→ Problèmes:
1 - Recopiez le texte sur la finance islamique de « Dans un sens » à « voûte des affaires. ».
2 - D'après le texte sur la finance islamique, de quoi cette finance fait-elle « la clé de voûte des affaires » ?

L’Islam est une religion qui s’intéresse à tous les aspects de la vie de l’Homme. C’est à cet effet que, dès les premiers moments de la révélation, le Coran s’est voulu plus qu’une boussole spirituelle; un code complet régissant la vie terrestre et céleste des musulmans et cela, de façon atemporelle. C’est le cas de l’encadrement des « affaires » comme le financement des activités économiques. Malheureusement, la finance islamique n’est pas assez connue même des musulmans. Qu’est-ce que la finance islamique ? Quels sont ses principes, ses sources et ses modes de financement ?
Essai définitionnel et les sources de la finance islamique
Pour Wadi Mzid, « la finance islamique appartient à un concept plus large, l’économie islamique, une doctrine économique qui, comme toutes les autres doctrines (capitalisme, communisme, socialisme), diffère par son propre système de valeurs ». C’est en cela que la finance islamique est considérée « (…) comme l’ensemble des institutions modernes permettant aux musulmans de concilier impératifs religieux et rentabilité économique ».
Dans un sens plus pratique, « la finance islamique est une finance éthique et responsable. Il en découle l’interdiction de financer toutes les activités et tous les produits qui sont contraires à la morale : alcool, drogues, tabac, armement… ainsi que les produits interdits à la consommation par les textes de l’islam ». Autrement dit, la finance islamique est un système financier enraciné dans les principes religieux musulmans relatifs à l’économie, en général, notamment, l’interdiction du Riiba, l’interdiction du Gharar (aléatoire contractuel) et du maysir (le hasard) et faisant du partage de profit et des pertes la clé de voûte des affaires.

→ Fiches de données:

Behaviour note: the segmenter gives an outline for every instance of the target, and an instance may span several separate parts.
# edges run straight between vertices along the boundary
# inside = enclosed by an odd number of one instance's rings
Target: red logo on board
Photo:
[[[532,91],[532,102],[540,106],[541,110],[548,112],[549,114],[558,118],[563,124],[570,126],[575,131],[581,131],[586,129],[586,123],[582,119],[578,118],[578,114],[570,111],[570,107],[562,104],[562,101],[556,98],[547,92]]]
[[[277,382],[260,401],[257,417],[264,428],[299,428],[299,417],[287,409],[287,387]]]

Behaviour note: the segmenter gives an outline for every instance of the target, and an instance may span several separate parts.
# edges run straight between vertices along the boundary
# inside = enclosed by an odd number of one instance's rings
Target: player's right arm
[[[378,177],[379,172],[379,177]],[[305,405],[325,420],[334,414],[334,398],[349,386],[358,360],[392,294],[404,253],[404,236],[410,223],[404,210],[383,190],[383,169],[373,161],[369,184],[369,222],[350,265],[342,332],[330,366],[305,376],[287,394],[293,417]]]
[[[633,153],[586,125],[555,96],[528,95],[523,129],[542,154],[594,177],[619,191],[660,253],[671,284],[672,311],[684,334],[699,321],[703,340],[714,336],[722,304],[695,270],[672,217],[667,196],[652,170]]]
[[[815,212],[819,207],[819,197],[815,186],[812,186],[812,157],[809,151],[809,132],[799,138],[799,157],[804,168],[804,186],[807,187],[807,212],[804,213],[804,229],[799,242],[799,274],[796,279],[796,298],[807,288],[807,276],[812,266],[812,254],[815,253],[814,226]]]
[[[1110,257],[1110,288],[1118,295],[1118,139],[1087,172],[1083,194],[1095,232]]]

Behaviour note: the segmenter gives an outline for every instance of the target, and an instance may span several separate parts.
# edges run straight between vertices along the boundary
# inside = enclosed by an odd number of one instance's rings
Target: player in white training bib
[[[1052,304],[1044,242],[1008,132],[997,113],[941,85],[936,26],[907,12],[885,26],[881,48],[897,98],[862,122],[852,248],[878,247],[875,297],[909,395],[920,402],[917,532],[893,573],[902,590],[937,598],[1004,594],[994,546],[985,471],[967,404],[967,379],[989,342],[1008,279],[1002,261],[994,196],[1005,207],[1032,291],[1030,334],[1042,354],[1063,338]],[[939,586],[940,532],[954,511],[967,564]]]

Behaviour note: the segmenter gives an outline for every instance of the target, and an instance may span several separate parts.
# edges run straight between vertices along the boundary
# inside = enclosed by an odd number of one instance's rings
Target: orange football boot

→ Liste des solutions:
1 -
Dans un sens plus pratique, « la finance islamique est une finance éthique et responsable. Il en découle l’interdiction de financer toutes les activités et tous les produits qui sont contraires à la morale : alcool, drogues, tabac, armement… ainsi que les produits interdits à la consommation par les textes de l’islam ». Autrement dit, la finance islamique est un système financier enraciné dans les principes religieux musulmans relatifs à l’économie, en général, notamment, l’interdiction du Riiba, l’interdiction du Gharar (aléatoire contractuel) et du maysir (le hasard) et faisant du partage de profit et des pertes la clé de voûte des affaires.

2 - Du partage de profit et des pertes.